--- Begin DATASET EXCERPTS ---

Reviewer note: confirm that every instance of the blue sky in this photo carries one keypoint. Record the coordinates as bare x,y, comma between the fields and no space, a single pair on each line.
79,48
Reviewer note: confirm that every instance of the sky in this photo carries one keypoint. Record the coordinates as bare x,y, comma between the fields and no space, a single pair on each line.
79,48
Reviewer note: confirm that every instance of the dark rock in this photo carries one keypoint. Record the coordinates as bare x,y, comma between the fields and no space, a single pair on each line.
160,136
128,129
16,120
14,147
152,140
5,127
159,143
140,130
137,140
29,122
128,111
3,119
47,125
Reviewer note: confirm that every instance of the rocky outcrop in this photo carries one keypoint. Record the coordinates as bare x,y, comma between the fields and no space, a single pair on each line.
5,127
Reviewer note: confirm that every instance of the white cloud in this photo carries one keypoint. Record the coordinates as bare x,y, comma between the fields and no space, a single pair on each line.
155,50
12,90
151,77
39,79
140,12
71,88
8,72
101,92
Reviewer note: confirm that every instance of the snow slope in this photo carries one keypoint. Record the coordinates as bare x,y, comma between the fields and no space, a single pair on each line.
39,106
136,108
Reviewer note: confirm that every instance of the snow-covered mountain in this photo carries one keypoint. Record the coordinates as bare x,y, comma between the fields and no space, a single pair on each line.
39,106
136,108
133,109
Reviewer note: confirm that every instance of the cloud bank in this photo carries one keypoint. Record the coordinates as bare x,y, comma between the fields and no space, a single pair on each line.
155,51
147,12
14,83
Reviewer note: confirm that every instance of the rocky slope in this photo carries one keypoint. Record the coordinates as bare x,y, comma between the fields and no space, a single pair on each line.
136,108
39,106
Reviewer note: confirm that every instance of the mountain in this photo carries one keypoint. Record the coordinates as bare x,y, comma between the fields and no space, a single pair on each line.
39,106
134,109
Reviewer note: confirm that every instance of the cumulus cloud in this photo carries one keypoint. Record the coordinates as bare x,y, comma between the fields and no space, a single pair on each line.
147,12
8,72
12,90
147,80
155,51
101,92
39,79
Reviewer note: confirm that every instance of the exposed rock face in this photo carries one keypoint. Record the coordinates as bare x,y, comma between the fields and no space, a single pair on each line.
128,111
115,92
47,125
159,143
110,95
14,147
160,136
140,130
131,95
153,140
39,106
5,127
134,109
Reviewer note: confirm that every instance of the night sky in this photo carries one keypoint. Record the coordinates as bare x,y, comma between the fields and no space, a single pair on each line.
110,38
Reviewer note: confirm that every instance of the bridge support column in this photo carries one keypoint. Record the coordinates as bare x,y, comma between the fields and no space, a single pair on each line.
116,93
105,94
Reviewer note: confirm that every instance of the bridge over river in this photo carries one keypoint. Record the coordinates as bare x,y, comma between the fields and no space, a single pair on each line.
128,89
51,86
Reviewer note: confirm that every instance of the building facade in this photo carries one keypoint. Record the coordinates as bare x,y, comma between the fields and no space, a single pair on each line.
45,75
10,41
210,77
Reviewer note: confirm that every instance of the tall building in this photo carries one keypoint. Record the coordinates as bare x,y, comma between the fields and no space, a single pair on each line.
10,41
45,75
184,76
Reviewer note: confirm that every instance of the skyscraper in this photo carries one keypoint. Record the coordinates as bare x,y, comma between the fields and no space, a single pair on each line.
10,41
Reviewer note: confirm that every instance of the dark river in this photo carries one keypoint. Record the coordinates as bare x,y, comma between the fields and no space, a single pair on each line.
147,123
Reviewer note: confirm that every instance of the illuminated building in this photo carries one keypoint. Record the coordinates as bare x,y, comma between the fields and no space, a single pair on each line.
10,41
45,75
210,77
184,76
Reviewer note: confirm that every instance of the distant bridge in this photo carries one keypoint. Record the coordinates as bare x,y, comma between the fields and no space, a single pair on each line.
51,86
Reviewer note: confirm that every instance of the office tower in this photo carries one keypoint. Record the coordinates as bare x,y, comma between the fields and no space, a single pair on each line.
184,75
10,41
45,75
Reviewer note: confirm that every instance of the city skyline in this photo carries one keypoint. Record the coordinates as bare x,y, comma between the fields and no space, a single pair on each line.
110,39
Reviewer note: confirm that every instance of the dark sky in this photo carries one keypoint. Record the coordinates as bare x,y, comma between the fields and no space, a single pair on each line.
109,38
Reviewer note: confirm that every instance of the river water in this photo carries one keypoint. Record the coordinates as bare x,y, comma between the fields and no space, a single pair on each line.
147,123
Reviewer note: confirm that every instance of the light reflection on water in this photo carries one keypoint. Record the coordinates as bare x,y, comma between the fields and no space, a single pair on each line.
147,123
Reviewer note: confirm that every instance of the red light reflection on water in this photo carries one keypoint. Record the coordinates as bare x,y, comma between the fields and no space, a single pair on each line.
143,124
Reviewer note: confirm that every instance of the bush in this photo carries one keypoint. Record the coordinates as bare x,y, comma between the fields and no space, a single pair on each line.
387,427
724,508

--- End DATASET EXCERPTS ---

# STATED TASK
Begin with the line that contains "Reviewer note: confirm that every instance of the distant" and end with the last line of the records; set down every line in that span exactly, and nothing else.

# WRITTEN RESPONSE
Reviewer note: confirm that every instance of the distant bridge in this photo carries one keypoint. Record the coordinates as bare x,y, comma between the fields and no space, a single pair on each line.
51,86
Reviewer note: confirm that every instance of the office tower in this photo carries one keypoint. Record the coordinates as bare x,y, comma between the fields and no space, a single pair on each line.
184,75
10,41
45,75
Reviewer note: confirm that every instance of the city skyline in this photo carries one keypoint. Record the coordinates as bare x,y, comma between the fields and no space, a single pair on each line.
110,39
Reviewer note: confirm that every instance of the dark sky in this photo carries one keypoint. Record the coordinates as bare x,y, comma between the fields and no space, a single pair on each line.
109,38
Reviewer note: confirm that every instance of the river water in this photo carries one keypoint. Record the coordinates as bare x,y, comma between the fields and no space, a single pair on each line.
147,123
Reviewer note: confirm that every instance of the light reflection on water in this photo carries one keypoint. Record the coordinates as bare x,y, comma between the fields and no space, a single pair on each line.
147,123
Reviewer note: confirm that every instance of the red light reflection on water in this photo carries one keypoint. Record the coordinates as bare x,y, comma between the fields and no space, a single pair on each line.
143,124
Reviewer note: confirm that every instance of the bush in this photo carries one keypoint. Record the coordinates as bare x,y, comma between the fields and no space, a single pair on each line.
387,427
724,508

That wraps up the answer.